**Action item**
Lines below that hold the word "target" must be copied in full.

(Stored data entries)

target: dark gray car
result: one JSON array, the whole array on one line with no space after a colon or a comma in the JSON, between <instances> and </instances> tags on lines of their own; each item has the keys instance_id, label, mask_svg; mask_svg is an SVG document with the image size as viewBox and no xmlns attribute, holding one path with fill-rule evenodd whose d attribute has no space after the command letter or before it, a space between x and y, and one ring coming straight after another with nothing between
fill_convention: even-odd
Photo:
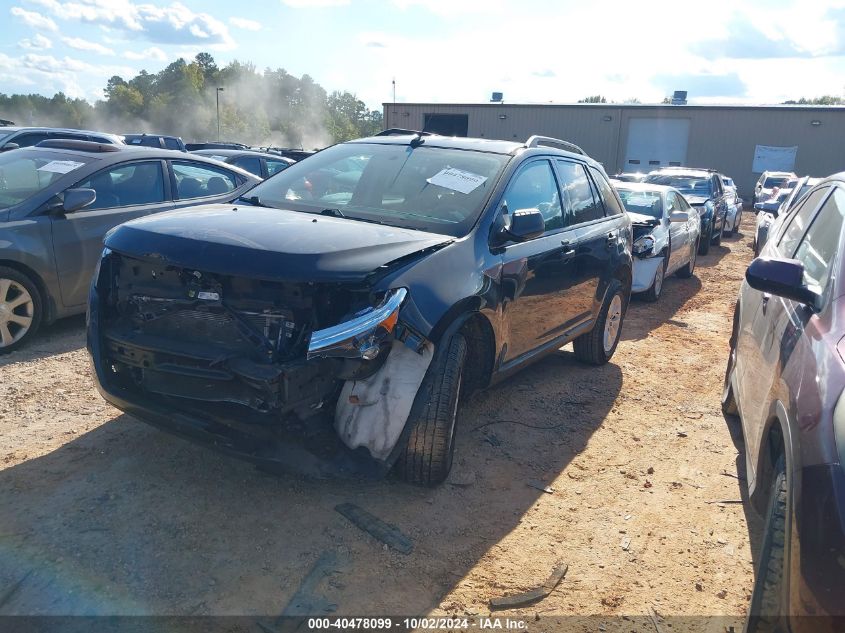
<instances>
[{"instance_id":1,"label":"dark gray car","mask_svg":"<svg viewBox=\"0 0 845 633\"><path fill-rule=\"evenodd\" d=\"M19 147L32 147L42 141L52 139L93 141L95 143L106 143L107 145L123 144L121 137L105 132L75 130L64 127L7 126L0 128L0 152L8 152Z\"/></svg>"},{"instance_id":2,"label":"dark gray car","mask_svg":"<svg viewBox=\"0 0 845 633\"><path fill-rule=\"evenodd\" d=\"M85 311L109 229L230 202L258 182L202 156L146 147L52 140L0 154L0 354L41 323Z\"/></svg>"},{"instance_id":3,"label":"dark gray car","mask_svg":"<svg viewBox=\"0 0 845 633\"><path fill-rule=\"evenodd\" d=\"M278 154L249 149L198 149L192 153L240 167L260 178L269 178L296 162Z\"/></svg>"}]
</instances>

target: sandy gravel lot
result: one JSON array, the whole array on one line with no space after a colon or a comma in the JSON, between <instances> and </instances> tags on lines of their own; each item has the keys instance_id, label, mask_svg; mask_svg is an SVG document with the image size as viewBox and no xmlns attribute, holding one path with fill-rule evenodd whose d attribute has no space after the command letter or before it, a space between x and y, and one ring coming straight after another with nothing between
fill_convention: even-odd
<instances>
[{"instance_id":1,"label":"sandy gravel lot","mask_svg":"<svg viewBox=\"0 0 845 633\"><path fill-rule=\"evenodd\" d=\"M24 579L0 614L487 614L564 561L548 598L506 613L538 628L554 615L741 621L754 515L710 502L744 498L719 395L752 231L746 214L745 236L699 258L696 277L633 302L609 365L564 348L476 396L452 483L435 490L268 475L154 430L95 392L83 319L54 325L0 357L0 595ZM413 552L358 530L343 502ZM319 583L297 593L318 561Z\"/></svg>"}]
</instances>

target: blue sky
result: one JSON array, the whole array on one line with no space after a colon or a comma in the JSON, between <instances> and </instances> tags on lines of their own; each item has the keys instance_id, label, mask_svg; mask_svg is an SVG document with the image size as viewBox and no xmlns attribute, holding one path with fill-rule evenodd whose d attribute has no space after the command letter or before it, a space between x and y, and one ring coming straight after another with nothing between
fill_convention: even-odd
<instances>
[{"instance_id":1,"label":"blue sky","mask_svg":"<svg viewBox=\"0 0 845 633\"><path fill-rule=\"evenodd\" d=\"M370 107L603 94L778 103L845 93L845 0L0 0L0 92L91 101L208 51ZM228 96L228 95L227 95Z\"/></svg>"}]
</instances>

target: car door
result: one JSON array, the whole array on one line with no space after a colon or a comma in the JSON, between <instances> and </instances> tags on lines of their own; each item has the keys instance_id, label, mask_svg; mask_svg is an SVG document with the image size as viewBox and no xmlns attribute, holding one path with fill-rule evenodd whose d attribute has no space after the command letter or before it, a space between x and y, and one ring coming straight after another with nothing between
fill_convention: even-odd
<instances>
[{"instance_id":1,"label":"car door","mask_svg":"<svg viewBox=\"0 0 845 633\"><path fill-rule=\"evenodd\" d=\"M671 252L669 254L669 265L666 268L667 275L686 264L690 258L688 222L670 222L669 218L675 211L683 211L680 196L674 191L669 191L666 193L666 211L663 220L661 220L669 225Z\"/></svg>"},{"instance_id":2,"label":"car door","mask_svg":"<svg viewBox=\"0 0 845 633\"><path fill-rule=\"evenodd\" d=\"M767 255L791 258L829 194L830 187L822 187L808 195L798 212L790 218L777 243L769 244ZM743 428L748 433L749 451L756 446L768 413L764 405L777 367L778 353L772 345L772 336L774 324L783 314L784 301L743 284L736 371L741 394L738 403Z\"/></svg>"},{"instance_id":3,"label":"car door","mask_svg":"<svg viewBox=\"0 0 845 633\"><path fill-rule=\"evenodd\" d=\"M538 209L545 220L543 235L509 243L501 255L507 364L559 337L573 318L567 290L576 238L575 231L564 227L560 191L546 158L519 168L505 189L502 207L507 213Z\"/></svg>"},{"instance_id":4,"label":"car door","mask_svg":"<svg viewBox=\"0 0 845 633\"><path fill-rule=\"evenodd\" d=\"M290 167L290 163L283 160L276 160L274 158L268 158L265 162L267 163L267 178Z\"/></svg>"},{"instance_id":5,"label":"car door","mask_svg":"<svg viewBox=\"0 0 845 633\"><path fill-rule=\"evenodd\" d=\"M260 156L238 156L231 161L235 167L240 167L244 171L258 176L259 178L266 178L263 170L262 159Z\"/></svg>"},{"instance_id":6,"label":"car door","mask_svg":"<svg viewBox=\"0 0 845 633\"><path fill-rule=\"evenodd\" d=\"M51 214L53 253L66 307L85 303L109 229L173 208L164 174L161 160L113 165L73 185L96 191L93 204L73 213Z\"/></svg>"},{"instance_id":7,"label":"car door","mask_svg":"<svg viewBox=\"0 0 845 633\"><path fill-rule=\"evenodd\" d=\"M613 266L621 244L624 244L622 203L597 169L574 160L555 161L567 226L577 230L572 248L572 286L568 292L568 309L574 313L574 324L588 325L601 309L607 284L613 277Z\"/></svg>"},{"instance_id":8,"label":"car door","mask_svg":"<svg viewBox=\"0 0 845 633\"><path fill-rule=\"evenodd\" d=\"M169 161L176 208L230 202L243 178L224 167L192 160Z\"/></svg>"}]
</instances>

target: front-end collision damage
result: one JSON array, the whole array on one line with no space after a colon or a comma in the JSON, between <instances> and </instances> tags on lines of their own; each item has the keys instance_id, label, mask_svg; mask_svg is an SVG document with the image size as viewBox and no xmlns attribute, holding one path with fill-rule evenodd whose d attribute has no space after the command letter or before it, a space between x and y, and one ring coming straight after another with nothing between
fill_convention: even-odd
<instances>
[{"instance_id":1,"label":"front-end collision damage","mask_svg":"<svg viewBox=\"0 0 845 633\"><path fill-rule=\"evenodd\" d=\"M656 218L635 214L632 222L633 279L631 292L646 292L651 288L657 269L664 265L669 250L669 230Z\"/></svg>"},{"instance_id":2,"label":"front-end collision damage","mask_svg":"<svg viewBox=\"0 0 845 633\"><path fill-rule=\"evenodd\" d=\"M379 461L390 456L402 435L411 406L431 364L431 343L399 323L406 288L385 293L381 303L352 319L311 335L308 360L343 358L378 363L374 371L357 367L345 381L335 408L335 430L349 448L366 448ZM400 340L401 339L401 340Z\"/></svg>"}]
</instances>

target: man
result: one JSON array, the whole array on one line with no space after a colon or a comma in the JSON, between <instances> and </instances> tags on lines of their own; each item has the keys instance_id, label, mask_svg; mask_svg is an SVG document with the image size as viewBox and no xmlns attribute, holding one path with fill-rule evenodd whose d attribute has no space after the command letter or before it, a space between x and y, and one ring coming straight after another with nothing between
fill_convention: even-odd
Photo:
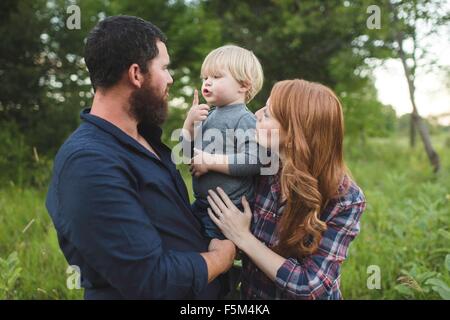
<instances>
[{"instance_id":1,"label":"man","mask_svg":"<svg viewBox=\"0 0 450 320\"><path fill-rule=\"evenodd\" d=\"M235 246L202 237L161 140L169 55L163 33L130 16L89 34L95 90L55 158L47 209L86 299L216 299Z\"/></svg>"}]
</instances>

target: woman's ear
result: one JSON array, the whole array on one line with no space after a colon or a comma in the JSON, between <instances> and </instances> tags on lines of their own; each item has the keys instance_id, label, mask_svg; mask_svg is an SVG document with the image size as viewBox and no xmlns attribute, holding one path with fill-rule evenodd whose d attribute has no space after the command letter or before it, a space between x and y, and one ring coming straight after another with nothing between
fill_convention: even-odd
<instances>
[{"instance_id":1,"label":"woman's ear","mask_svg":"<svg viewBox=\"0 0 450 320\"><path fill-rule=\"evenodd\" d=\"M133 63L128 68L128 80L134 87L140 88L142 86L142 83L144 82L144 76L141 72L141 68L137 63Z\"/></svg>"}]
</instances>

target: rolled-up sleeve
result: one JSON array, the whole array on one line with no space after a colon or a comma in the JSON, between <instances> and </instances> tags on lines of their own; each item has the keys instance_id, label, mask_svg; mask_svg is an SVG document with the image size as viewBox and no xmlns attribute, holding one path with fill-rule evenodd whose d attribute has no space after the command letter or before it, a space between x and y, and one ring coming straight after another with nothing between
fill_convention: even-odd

**Solution to this problem**
target: dark gray car
target: sandy gravel lot
target: blue sky
target: car door
target: front-end collision damage
target: man
target: woman's ear
target: rolled-up sleeve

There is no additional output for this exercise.